Start of Exercise materials

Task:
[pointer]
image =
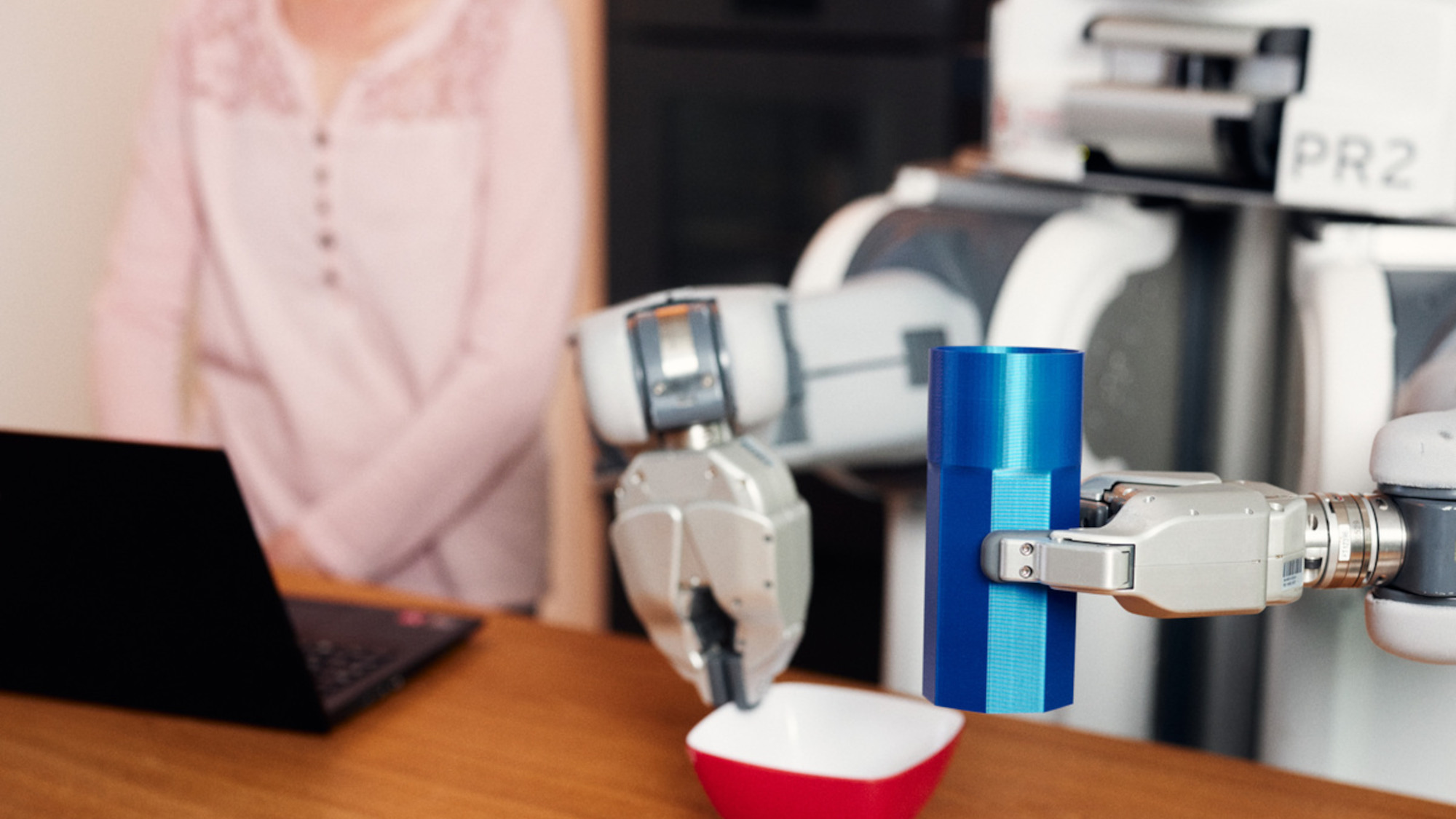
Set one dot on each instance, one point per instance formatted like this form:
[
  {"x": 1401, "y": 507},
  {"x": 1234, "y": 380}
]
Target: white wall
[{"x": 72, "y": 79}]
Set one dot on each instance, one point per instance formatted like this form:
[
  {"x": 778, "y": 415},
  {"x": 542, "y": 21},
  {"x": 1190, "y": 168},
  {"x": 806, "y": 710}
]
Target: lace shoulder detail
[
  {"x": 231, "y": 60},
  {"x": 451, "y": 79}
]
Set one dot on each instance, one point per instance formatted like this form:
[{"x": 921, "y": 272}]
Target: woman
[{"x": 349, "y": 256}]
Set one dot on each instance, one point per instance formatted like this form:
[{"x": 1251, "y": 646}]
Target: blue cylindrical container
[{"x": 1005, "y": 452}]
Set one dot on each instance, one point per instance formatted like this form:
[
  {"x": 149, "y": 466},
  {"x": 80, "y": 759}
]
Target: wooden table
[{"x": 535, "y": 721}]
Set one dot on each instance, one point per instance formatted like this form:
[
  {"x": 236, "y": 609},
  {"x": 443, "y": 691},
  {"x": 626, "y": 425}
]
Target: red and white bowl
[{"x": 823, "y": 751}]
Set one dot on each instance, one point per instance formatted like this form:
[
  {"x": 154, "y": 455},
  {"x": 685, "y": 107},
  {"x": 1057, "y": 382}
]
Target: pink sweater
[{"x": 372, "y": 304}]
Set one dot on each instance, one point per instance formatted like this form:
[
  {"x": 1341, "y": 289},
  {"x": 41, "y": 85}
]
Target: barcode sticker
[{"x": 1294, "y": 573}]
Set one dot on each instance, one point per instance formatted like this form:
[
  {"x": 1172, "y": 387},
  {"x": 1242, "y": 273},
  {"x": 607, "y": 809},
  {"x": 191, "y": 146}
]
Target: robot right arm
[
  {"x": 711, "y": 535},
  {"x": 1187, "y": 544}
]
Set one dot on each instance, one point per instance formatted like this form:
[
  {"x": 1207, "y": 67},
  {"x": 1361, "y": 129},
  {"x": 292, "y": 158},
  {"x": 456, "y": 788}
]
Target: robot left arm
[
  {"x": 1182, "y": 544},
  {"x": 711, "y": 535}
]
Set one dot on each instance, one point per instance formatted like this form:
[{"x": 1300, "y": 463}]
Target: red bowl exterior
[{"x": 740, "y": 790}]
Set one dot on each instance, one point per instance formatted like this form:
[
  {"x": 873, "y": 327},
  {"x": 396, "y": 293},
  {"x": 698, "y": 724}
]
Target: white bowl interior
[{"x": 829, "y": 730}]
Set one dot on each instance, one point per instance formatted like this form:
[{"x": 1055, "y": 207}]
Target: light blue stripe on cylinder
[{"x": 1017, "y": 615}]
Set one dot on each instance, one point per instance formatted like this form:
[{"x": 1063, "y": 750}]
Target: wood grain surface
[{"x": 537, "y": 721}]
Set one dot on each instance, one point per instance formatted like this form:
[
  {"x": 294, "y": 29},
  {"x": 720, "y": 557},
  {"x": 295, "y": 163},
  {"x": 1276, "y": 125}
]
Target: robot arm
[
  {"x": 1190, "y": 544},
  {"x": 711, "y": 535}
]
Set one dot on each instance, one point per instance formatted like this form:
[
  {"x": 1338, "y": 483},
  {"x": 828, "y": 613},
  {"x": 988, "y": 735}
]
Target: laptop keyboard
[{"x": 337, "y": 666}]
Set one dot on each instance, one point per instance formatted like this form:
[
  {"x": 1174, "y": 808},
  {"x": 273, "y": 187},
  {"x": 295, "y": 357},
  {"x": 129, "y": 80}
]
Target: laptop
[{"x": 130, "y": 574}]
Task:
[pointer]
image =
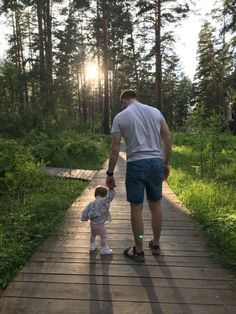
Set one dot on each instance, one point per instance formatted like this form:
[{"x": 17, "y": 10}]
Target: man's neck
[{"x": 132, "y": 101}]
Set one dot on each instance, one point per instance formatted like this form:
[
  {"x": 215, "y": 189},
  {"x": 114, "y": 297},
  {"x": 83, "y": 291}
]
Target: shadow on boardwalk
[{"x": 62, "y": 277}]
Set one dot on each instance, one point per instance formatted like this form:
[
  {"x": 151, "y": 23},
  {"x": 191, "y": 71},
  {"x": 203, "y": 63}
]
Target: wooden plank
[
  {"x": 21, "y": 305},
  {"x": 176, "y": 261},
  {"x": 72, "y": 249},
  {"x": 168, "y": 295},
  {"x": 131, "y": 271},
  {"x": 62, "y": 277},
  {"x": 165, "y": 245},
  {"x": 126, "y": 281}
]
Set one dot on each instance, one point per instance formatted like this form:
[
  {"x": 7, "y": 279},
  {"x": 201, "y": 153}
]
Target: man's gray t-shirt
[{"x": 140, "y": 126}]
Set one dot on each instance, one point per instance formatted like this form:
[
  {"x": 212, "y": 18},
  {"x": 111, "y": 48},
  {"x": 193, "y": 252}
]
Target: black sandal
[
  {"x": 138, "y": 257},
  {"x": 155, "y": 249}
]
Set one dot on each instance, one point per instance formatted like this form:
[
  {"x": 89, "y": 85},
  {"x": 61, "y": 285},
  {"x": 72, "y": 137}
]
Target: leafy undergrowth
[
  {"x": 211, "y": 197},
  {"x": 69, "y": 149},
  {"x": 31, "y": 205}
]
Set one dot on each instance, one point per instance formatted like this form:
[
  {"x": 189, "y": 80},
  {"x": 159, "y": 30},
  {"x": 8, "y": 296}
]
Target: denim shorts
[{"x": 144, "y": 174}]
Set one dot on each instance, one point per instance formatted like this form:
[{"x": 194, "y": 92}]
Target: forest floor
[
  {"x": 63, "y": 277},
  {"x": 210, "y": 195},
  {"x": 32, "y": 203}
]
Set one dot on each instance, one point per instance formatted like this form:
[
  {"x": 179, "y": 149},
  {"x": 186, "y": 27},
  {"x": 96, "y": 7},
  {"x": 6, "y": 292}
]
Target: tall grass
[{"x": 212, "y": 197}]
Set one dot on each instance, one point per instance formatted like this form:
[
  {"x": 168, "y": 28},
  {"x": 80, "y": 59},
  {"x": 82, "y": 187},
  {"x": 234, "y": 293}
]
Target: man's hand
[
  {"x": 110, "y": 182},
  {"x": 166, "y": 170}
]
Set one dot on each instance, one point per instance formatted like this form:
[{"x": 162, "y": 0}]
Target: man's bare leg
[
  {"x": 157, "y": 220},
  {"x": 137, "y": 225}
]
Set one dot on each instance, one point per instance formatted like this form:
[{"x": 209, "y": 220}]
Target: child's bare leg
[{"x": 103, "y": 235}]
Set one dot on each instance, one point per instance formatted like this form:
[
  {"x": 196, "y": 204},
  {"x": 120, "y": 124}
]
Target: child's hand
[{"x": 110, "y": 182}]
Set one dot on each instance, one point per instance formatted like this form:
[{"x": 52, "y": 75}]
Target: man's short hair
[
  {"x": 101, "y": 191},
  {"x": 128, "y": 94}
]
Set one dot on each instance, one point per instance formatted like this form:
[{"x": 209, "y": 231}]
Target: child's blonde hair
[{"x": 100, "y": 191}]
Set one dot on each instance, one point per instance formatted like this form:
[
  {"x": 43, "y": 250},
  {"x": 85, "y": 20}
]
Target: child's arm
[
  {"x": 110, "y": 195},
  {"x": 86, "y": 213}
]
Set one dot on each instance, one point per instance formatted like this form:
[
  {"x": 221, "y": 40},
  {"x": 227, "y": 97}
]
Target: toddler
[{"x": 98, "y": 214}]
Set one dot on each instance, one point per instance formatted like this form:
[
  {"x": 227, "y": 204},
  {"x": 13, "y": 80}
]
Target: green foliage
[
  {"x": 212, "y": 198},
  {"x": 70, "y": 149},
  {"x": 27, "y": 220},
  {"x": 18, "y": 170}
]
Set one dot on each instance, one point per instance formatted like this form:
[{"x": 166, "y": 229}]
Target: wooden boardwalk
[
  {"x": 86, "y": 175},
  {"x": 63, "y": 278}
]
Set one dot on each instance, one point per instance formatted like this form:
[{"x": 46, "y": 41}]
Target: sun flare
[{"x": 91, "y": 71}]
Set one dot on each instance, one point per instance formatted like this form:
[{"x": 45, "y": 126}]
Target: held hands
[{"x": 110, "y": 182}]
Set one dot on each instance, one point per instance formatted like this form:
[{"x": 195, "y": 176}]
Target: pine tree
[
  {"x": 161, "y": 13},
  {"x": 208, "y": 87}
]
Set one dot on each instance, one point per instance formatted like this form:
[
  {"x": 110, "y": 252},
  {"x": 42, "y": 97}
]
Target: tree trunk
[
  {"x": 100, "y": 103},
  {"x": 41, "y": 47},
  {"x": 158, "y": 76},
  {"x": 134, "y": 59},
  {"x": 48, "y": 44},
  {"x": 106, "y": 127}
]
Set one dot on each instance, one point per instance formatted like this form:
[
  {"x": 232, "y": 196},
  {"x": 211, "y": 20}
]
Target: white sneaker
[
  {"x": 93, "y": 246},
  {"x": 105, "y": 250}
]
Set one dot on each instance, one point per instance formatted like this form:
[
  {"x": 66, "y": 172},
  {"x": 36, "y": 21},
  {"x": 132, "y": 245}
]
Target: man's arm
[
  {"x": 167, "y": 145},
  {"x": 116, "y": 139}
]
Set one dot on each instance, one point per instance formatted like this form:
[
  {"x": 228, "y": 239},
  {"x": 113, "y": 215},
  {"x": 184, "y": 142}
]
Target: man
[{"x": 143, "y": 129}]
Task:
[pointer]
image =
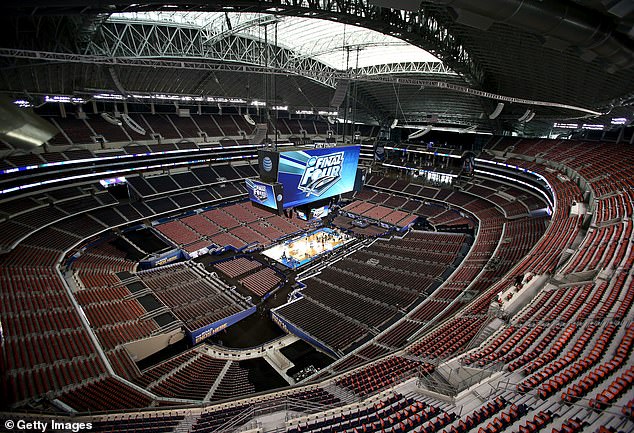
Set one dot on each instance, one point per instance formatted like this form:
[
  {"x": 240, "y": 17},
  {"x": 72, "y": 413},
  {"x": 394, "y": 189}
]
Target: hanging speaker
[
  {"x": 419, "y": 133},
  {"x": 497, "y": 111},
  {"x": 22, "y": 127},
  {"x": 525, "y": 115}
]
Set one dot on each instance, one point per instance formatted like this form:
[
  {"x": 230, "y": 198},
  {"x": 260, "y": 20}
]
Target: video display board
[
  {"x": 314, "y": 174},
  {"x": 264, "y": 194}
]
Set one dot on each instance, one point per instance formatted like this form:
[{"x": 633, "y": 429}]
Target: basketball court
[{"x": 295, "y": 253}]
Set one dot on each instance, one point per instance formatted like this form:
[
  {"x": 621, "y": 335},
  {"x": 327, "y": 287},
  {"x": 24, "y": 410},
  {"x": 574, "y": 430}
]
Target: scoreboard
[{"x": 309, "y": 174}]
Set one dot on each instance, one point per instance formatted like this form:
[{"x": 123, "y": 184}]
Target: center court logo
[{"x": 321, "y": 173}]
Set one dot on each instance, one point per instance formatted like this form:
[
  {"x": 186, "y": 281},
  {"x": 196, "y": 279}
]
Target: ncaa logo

End of Exercise materials

__Exercise instructions__
Count the lines in the data above that contain the string "child", and give only that number.

__Final result__
4